*SHORT EXERCISE:*
In your copy, repeat the records exactly and leave out the pictures.
----- GIVEN DATA -----
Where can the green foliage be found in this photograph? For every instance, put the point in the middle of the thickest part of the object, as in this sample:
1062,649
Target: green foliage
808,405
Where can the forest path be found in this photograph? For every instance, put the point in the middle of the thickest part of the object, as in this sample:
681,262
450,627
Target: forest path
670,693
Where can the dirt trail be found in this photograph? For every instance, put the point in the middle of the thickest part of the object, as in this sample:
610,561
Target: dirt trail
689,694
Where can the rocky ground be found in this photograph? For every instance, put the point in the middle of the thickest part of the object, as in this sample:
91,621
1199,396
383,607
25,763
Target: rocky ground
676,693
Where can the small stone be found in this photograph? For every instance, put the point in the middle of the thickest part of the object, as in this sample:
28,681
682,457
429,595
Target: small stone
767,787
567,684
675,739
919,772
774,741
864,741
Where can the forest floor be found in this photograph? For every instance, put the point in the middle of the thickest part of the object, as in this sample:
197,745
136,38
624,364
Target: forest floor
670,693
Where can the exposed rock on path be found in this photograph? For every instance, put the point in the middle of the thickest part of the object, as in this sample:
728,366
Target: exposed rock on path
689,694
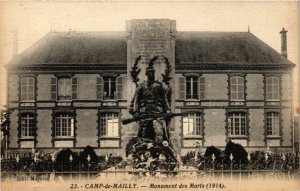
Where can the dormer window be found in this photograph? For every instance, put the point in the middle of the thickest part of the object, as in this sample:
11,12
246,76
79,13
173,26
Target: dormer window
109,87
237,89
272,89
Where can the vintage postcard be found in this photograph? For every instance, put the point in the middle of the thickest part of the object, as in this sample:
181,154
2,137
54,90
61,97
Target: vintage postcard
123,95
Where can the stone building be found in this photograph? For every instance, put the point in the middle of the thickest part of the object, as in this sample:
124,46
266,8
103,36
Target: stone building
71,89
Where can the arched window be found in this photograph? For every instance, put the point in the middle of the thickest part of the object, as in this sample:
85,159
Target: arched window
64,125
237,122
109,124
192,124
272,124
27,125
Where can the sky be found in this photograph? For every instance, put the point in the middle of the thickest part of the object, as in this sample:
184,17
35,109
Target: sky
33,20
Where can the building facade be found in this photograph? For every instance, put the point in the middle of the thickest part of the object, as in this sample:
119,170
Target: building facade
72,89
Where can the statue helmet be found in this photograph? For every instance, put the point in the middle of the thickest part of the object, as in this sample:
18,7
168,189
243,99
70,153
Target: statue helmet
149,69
-----
*ANSWER TO THIS PROBLEM:*
Where can the green foliage be found in this photograph? For every instance, put the point in the middle of the thickest part of the object, as in this sample:
1062,649
Target: green foliage
808,405
Where can the forest path be found in this photograph? For every instance, put the point in the middle of the thickest part of the object, as in this sample:
681,262
450,627
Target: forest path
670,693
Where can the dirt trail be found in this photograph? For every instance, put the point in the middle of the thickest part of the object, as in this sample:
610,561
Target: dirt trail
689,694
Where can the rocky ground be found in this photograph? For every instance, put the point in the middle of the thickest part of the object, as in this sample:
91,621
1199,396
383,607
25,763
Target: rocky ground
676,693
Where can the small stone be found in this photograph? For every instance, put the point in the middle of the thickest part of the object, as in this sample:
28,681
682,457
429,595
Target: small stone
767,787
567,684
675,739
919,772
774,741
864,741
Where can the forest floor be found in this photograph? For every instance, put the point in the middle of the thickest part of the object, as in this sample:
197,745
136,38
624,364
Target: forest floor
670,693
Where can the exposed rock on path be found in this photograph? For every instance, put the point in the middle of the thickest part of the object, as in this sample:
728,366
Target: exposed rock on path
689,694
Where can the dormer window be found in this photograph? For every instance, put the point in the middle of the thickest part of the object, as in this sample:
11,12
246,76
79,13
173,26
Target: dormer window
109,87
237,89
272,89
Where can the vintage postcard be found in this photograph? For every instance, put the point in the middle of the thickest part of the object, as in this sample:
181,154
2,137
54,90
61,97
Target: vintage postcard
123,95
Where can the stone building be found in this photograph? For every instance, put the point in the middle of the thickest part of the object, as in this sample:
124,46
266,8
103,36
Target: stone building
71,89
Where can the arched window be found in this photograph? For every instance, put the point in the middle of the thickest part of the object, as in this sample:
85,159
Target: arched window
64,125
237,122
109,124
192,124
272,124
27,125
Where can the sky be found in this photograph? For every instance, put the point in the middle of the thickest part of the object, as in this sample:
184,17
35,109
Target: sky
33,20
Where can the building facade be found in this photograph? For every instance, put the point in the middle of the thickest part of the object, as in this sample:
119,170
Target: building facade
72,89
Where can the statue helmet be found in this photograph? For every instance, put the point in the middle of the thickest part of the object, as in this sample:
18,7
168,189
243,99
70,153
Target: statue helmet
149,69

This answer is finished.